- Data section
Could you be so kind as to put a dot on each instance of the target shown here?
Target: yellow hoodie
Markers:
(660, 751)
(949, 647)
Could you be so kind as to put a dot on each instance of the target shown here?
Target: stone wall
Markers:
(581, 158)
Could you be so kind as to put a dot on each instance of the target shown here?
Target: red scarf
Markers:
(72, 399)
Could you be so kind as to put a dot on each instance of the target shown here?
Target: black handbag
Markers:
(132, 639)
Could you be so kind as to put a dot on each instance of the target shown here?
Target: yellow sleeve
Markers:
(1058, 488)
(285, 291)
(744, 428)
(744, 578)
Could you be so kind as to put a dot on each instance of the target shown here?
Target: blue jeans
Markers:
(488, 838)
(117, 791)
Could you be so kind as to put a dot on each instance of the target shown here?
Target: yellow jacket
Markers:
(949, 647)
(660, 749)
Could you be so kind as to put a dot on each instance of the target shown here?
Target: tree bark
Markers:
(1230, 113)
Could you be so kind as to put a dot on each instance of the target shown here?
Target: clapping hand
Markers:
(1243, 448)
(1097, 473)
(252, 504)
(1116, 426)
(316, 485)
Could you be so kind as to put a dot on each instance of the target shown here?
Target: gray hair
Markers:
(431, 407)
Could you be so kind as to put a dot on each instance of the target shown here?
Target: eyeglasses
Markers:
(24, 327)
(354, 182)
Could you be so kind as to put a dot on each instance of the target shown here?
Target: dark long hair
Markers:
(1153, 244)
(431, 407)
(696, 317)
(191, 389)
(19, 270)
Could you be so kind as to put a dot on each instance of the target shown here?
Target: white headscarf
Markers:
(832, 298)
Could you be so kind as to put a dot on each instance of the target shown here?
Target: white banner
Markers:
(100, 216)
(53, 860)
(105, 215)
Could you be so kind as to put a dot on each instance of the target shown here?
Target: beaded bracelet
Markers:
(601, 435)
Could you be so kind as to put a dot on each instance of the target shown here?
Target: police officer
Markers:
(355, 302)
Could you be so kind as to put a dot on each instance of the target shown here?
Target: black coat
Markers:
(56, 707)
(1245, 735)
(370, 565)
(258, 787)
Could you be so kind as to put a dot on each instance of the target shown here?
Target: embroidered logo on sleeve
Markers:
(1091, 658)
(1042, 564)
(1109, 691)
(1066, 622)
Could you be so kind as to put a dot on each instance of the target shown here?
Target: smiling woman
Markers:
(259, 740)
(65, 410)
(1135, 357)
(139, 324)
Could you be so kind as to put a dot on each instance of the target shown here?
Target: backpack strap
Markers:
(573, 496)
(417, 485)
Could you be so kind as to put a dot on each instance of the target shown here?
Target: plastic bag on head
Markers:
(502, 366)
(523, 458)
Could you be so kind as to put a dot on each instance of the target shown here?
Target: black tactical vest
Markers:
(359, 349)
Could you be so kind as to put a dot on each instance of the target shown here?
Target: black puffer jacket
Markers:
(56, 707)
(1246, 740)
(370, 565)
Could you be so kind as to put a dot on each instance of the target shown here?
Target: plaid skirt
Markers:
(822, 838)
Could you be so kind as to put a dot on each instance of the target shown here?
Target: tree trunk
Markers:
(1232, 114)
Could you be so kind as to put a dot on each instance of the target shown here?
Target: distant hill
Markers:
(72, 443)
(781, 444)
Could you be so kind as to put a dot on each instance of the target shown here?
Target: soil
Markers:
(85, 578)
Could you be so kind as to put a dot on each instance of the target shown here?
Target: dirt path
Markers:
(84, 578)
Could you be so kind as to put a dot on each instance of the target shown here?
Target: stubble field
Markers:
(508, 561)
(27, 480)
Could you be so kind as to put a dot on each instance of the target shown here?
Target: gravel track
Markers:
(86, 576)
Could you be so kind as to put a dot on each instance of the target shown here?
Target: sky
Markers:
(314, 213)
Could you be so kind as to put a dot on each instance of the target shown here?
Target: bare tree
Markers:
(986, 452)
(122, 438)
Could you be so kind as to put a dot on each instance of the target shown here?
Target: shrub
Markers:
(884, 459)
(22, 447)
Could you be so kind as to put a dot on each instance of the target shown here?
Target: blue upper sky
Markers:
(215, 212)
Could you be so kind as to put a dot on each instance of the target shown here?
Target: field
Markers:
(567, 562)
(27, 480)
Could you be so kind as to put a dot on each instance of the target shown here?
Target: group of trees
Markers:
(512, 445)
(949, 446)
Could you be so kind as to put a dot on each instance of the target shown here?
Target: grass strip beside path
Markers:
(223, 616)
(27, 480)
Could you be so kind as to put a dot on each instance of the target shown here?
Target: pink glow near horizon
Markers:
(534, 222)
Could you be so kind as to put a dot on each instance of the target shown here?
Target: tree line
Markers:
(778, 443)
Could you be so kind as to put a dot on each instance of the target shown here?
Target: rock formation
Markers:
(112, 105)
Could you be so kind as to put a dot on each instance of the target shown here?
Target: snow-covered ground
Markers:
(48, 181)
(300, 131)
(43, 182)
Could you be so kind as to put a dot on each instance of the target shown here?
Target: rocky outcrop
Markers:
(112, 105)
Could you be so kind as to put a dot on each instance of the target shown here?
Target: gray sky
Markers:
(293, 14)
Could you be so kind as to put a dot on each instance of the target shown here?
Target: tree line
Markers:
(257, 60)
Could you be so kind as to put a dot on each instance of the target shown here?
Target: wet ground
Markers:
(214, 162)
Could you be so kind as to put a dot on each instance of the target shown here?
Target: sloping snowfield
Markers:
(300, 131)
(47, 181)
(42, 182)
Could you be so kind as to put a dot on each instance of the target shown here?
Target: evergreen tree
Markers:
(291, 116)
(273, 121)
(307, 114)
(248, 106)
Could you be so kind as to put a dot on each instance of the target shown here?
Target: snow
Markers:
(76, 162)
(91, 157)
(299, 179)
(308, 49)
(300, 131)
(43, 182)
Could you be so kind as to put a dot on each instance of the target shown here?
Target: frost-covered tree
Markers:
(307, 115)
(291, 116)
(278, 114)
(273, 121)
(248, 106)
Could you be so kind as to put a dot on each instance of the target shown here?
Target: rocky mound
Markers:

- Work order
Go through the listing and copy each line with the string "hair".

- Expected output
Target: gray hair
Target: dark long hair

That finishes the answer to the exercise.